Directions for this task: Each line of the listing should be reproduced exactly.

Records supplied START

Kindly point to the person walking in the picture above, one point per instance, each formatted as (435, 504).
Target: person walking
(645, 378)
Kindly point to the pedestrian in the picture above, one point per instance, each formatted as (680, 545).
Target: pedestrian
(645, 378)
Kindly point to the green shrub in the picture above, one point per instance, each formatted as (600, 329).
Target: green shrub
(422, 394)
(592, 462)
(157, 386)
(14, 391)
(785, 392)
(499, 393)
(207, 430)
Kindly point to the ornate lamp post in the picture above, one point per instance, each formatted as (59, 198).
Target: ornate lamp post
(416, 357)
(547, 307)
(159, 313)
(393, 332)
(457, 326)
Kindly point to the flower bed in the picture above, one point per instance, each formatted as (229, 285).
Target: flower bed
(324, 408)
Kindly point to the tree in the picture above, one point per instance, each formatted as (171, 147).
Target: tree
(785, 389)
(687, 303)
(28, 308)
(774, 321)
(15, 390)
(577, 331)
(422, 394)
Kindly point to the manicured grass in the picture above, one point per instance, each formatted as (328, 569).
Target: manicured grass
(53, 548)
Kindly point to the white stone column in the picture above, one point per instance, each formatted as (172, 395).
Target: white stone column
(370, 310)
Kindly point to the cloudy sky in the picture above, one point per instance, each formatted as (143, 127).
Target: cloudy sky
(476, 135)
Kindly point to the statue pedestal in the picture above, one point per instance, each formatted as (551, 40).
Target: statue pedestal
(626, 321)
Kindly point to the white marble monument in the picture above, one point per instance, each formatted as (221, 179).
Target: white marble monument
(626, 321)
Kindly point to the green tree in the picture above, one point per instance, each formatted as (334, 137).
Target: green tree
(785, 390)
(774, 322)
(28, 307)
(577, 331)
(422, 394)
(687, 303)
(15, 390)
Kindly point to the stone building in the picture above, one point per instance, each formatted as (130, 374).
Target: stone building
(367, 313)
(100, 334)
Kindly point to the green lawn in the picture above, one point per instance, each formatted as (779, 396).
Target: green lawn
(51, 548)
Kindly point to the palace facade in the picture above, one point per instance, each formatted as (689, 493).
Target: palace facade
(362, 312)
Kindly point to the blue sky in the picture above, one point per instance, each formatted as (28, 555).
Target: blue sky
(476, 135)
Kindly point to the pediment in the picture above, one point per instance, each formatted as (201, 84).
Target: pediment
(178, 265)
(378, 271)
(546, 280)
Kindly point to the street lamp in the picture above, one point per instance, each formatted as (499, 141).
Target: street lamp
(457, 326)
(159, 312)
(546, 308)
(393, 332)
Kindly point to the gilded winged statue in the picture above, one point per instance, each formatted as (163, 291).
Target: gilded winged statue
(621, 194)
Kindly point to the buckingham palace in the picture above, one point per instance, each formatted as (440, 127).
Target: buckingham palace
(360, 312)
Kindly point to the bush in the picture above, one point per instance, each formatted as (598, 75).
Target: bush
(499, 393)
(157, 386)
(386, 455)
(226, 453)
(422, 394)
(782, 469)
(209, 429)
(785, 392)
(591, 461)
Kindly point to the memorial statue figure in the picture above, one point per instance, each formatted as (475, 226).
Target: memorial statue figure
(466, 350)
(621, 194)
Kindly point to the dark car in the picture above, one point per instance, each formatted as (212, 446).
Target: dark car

Records supplied END

Solution to this exercise:
Kindly point to the person walking in the picture above, one point per instance, each formatted as (435, 504).
Target: person walking
(645, 378)
Kindly point to the pedestrian in the picture above, one point per instance, each formatted as (680, 545).
Target: pedestrian
(645, 378)
Kindly point to the green shrub in the picture above, one point per instance, each formatted as (600, 329).
Target: green shrub
(422, 394)
(592, 462)
(157, 386)
(14, 391)
(785, 392)
(499, 393)
(207, 430)
Kindly point to the ornate lamp post in the picture above, one point per instance, each formatted as (59, 198).
Target: ornate lamp post
(416, 357)
(547, 307)
(159, 313)
(393, 332)
(457, 326)
Kindly point to the flower bed in the picture above, one point per instance, each formatted as (229, 285).
Target: flower bed
(324, 408)
Kindly point to the tree in the picture above, one point per instance, each formatted as (171, 147).
Target: tree
(785, 389)
(687, 303)
(28, 308)
(774, 321)
(15, 390)
(577, 331)
(422, 394)
Kindly point to the manicured grass in the picture above, one point per instance, each formatted as (328, 569).
Target: manicured grass
(53, 548)
Kindly point to the white stone column in the picture above, one point per instance, each formatted as (172, 395).
Target: white stone column
(370, 310)
Kindly point to the cloudy sky in the picture above, one point per instance, each formatted as (143, 127).
Target: cloudy sky
(476, 135)
Kindly point to the statue pedestal in the picture above, one point per instance, each formatted as (551, 40).
Target: statue pedestal
(626, 321)
Kindly point to the white marble monument in the picture above, one point per instance, each formatted as (221, 179).
Target: white marble monument
(626, 321)
Kindly point to the green tree in the picture above, one point per instance, each formatted as (334, 137).
Target: green tree
(785, 390)
(774, 322)
(28, 307)
(577, 331)
(422, 394)
(687, 303)
(15, 390)
Kindly point to the stone building in the picture above, one point per instance, each formatted as (130, 374).
Target: stone building
(367, 313)
(100, 334)
Kindly point to the green lawn in the picture above, one point per instance, each formatted as (779, 396).
Target: green lawn
(51, 548)
Kindly point to the palace facade in the picture above, one point per instance, each formatted as (689, 493).
Target: palace facade
(362, 312)
Kindly point to the blue sky in the picture above, one point per instance, each formatted as (28, 555).
Target: blue sky
(476, 135)
Kindly point to the pediment in the picture above, one point per instance, each formatted as (201, 84).
Target: pediment
(178, 265)
(378, 271)
(546, 280)
Kindly point to the street lamp in the picture above, one point per instance, each formatted as (499, 141).
Target: street lamp
(457, 326)
(159, 312)
(546, 308)
(393, 332)
Kindly point to the gilded winged statue in the picture above, one point per instance, each formatted as (163, 291).
Target: gilded winged statue
(621, 194)
Kindly point to the buckingham palace in the picture above, one point per instance, each formatted as (440, 127).
Target: buckingham palace
(360, 312)
Kindly point to the bush in the picture above, one point per instance, each formatted as (598, 75).
Target: bush
(499, 393)
(157, 386)
(386, 455)
(226, 453)
(422, 394)
(782, 469)
(209, 429)
(785, 392)
(591, 461)
Kindly point to the memorial statue figure in the picture above, one point per instance, each formatted as (475, 226).
Target: memorial statue figure
(466, 350)
(621, 194)
Kindly point to the dark car in the picture above, one point per instance, each formatted as (212, 446).
Target: dark car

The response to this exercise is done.